#### Goal of the exercise
The expected output is every line from the one containing "Target: man's ear" to the end of the data below, exactly, and no other line.

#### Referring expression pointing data
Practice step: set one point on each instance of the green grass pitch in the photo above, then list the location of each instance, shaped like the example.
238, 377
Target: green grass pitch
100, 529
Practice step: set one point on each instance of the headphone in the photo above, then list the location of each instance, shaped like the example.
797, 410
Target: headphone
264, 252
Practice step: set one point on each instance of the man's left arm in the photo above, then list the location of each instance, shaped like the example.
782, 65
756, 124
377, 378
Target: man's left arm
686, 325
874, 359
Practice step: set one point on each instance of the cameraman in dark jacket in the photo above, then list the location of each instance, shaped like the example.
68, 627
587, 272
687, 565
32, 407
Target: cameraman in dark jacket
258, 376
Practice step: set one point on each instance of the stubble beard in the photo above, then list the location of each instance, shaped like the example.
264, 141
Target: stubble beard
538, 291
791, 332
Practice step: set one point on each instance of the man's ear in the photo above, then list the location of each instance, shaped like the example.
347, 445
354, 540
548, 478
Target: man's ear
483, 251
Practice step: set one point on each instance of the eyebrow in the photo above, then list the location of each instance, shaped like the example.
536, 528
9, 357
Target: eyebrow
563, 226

#### Answer to the problem
Target: man's ear
483, 251
Practice step: set one point on each instance of the eyebrow in the photo above, then list the location of each instance, shaped like the example.
536, 528
9, 357
Target: eyebrow
563, 226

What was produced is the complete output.